Collection entries:
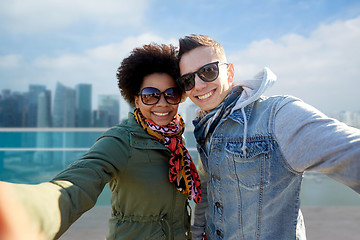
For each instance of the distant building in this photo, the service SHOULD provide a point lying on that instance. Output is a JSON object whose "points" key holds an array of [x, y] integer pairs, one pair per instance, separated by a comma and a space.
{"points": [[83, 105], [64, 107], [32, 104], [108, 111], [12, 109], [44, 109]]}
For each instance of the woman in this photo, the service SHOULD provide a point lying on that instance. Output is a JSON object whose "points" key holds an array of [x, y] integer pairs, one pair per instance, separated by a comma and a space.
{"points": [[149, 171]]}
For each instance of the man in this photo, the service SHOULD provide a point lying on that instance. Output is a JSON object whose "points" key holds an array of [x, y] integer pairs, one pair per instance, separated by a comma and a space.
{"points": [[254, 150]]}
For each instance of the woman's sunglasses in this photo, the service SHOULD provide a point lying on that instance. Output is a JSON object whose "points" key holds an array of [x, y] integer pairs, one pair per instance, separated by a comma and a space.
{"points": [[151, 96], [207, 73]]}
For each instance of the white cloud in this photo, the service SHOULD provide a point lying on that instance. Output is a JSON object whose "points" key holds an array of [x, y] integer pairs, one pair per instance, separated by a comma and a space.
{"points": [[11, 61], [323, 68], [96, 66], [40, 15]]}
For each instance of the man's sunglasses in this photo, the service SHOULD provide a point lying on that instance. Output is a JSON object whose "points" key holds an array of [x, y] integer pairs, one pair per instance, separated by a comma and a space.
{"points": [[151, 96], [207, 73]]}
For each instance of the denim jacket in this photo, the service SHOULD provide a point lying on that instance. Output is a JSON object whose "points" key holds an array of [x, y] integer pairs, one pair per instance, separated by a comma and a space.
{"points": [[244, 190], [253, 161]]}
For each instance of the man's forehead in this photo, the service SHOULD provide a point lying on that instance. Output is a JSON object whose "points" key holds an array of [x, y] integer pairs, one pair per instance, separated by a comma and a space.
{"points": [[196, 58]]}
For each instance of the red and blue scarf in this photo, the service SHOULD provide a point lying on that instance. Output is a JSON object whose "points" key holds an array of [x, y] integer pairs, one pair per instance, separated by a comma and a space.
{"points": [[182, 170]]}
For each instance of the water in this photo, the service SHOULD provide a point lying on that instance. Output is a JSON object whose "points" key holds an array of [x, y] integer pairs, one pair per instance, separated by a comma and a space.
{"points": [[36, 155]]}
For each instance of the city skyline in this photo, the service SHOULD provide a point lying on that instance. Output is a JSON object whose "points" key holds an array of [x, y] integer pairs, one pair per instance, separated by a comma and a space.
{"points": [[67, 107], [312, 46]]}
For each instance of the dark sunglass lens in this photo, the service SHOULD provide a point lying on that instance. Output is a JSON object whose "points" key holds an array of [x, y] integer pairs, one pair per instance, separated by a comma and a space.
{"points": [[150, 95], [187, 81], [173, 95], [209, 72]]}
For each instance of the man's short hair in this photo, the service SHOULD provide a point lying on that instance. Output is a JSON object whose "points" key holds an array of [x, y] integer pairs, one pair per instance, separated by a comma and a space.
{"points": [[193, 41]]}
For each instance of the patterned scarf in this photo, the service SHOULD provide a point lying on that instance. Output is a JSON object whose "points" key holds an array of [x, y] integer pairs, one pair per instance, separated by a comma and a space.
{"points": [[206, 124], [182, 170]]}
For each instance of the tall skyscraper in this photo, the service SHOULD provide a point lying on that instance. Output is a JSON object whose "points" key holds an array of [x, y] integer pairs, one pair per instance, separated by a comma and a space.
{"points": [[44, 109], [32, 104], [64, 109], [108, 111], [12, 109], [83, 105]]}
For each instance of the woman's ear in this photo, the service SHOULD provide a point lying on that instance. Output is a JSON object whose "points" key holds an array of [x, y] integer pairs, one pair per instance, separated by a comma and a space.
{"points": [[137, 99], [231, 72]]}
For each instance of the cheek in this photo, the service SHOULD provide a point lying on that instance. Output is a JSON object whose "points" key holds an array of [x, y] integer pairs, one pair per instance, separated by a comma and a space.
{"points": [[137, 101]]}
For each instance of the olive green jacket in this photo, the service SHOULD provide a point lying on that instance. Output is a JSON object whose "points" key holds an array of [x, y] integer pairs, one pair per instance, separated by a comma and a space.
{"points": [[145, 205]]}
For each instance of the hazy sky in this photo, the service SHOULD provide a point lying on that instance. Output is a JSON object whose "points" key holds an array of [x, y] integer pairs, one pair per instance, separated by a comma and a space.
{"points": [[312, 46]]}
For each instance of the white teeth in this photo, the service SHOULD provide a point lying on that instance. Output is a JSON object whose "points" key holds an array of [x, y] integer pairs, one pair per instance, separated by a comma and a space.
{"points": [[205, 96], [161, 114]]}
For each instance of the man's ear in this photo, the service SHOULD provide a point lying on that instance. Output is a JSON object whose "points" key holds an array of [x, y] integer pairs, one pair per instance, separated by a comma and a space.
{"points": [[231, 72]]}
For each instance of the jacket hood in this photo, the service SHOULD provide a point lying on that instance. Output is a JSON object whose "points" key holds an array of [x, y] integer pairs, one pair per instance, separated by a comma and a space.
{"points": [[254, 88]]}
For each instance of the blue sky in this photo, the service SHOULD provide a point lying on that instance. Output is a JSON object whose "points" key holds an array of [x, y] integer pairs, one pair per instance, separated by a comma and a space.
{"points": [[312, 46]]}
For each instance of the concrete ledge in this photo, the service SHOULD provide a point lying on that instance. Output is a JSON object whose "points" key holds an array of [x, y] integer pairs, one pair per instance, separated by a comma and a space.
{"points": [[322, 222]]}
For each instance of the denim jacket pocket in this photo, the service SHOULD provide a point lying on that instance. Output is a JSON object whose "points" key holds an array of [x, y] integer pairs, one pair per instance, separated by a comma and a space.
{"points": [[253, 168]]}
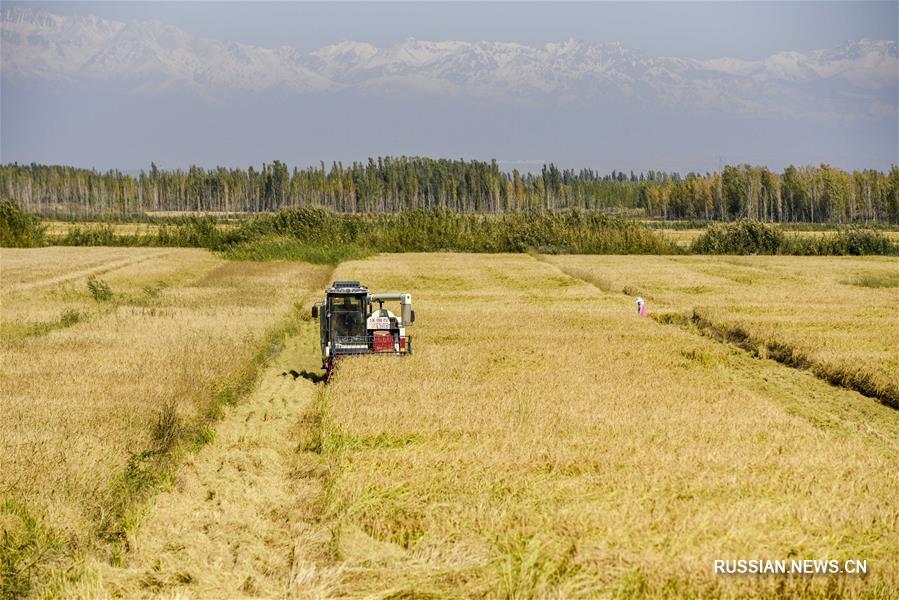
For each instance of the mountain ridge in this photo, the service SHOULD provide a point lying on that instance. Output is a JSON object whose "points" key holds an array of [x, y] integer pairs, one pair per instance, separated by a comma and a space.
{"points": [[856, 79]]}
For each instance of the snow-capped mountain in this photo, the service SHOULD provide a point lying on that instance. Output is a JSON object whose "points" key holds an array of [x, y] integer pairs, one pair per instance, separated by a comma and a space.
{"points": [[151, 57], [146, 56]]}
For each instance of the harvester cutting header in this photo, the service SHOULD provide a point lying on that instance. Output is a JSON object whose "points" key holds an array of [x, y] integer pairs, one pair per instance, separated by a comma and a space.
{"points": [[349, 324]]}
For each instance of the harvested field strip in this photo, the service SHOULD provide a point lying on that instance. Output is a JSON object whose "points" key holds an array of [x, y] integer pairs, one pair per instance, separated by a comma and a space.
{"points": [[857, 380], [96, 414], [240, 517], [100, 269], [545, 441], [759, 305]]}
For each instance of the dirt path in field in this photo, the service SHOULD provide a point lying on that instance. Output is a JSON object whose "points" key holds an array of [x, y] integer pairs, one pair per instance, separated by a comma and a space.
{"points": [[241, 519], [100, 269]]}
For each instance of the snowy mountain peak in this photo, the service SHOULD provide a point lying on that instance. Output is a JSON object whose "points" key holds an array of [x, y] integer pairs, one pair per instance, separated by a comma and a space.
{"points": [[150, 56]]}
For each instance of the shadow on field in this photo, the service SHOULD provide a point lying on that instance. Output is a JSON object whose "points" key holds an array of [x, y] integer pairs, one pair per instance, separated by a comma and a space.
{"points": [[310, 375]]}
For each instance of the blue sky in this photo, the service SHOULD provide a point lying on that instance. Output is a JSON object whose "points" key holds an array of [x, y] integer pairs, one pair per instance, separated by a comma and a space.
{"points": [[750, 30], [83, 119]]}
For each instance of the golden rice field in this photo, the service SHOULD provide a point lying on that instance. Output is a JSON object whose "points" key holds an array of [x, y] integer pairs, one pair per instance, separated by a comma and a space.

--

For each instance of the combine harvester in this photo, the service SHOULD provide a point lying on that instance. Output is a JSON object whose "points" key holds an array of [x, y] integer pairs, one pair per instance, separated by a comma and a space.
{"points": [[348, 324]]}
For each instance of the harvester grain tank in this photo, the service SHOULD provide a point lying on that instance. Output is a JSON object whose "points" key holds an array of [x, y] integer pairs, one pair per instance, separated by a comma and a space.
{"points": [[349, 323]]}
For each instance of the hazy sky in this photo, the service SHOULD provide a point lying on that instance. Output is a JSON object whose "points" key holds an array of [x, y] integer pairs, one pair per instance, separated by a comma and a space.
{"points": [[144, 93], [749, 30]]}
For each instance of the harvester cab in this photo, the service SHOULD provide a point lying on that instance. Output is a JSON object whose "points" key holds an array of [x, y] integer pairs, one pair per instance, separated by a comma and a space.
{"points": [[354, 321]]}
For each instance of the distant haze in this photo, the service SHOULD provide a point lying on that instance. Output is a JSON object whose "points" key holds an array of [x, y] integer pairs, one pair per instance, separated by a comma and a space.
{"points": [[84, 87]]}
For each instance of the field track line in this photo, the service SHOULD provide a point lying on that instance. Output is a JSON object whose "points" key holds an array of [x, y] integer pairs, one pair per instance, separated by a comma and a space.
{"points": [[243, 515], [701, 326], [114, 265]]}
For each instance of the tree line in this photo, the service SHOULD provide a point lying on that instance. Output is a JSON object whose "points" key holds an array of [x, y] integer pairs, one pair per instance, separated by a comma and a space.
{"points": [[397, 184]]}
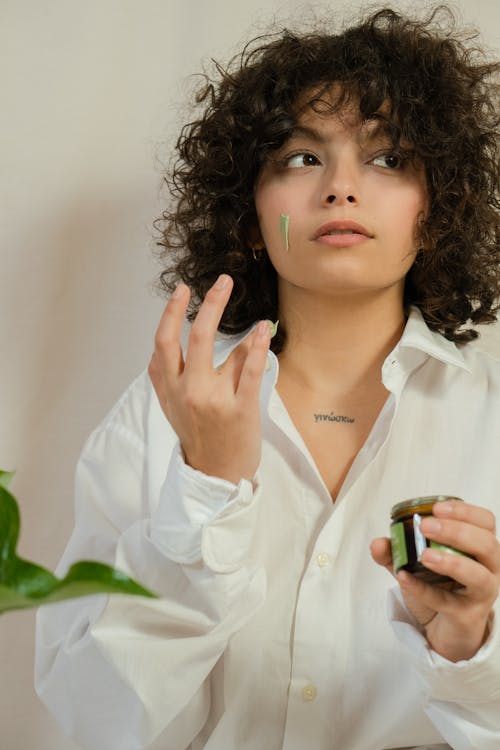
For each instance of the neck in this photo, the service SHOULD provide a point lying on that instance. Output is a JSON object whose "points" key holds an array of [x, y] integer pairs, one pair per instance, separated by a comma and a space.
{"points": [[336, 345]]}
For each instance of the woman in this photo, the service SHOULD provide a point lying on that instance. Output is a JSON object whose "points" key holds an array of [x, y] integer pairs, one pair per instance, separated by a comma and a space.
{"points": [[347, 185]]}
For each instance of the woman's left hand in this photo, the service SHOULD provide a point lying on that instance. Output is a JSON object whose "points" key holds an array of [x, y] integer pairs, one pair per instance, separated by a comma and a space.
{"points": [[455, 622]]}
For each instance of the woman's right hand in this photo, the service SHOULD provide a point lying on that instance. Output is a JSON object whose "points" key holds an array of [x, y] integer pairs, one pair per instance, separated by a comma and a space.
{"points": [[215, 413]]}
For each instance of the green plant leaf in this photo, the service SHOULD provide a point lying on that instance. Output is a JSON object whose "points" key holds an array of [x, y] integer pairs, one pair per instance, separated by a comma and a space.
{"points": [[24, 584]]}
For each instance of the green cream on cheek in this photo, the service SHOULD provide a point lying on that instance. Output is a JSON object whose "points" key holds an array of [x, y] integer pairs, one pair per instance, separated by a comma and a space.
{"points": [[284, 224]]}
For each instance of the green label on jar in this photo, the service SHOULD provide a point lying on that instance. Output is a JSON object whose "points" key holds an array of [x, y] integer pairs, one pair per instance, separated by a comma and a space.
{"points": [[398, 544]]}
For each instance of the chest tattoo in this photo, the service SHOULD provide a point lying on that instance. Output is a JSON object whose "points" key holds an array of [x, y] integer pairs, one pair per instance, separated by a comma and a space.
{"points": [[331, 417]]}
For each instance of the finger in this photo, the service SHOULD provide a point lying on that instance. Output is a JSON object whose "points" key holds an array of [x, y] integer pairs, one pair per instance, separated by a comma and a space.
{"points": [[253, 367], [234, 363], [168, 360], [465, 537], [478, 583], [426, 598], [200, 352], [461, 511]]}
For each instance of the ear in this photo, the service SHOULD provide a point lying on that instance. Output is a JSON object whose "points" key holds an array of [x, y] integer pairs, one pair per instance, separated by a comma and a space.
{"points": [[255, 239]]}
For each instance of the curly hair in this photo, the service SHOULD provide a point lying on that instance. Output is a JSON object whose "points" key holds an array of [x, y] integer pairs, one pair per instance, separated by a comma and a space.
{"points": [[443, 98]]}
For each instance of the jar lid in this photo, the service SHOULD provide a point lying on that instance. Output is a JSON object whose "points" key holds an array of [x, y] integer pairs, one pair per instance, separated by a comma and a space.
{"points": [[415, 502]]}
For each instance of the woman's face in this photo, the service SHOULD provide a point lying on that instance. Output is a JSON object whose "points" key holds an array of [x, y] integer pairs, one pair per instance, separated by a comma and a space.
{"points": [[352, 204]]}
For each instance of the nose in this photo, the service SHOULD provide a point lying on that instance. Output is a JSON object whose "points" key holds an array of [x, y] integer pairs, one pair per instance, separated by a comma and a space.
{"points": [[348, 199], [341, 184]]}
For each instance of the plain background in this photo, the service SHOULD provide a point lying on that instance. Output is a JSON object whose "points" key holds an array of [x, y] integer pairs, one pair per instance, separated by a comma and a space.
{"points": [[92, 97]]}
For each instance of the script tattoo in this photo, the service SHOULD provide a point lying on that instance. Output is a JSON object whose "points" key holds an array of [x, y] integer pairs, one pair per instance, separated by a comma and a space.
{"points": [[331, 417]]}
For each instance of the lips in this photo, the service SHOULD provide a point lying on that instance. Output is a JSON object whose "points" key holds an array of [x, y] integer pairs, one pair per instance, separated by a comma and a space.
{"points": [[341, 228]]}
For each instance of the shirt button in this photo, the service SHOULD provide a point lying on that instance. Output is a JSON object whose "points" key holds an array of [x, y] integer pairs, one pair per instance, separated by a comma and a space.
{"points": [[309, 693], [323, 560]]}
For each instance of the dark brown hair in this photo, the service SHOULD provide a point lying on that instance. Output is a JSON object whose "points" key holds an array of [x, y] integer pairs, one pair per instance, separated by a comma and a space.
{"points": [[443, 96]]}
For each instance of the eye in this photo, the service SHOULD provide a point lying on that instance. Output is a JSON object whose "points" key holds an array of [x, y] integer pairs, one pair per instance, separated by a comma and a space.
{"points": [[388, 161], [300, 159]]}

...

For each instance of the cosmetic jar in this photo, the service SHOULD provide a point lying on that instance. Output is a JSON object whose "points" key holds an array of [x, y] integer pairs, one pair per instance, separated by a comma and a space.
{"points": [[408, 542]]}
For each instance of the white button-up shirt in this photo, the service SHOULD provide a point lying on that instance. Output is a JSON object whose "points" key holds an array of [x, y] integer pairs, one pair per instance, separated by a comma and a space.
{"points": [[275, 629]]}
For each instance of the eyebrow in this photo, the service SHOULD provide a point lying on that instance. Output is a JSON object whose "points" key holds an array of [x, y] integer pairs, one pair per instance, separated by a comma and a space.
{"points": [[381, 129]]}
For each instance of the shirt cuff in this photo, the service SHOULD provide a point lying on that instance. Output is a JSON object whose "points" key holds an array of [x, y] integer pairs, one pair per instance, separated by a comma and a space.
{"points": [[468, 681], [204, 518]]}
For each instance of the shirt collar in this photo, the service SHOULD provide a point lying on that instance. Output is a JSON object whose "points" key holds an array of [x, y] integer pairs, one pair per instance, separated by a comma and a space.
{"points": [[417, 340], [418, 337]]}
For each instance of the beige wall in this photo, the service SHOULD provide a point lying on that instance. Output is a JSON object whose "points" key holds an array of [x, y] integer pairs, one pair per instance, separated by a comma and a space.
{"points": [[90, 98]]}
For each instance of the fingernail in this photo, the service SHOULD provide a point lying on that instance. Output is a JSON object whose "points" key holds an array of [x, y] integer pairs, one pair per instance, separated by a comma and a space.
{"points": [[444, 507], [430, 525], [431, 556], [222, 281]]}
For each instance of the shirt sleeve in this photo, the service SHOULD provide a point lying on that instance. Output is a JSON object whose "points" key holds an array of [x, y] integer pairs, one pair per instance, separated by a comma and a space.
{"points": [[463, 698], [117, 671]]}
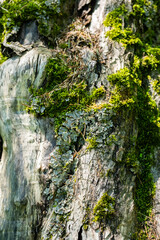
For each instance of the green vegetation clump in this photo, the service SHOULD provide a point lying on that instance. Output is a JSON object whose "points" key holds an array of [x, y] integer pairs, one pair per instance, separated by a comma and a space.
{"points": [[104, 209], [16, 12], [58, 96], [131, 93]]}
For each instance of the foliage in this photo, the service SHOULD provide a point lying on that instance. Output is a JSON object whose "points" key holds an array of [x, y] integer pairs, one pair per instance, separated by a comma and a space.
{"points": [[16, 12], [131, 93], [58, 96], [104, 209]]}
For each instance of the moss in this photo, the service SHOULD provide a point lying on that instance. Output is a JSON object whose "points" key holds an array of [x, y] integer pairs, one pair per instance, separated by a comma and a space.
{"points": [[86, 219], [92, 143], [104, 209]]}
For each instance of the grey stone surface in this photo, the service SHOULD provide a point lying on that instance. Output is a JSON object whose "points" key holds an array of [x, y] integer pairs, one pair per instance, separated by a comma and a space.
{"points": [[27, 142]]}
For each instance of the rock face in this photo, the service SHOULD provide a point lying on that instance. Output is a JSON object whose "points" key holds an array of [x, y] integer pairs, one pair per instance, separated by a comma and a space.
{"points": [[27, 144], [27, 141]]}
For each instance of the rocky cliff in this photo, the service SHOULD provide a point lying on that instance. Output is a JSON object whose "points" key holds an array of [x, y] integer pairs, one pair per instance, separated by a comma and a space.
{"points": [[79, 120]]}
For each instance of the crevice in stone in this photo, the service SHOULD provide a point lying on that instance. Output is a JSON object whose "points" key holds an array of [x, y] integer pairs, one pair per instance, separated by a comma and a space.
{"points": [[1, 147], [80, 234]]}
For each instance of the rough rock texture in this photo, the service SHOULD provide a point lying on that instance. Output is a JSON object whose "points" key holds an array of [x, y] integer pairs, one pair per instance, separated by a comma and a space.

## TASK DESCRIPTION
Count the lines in the data above that contain the string "hand", treating uppercase and lowercase letters as distinct. State only the number.

## WRITTEN ANSWER
2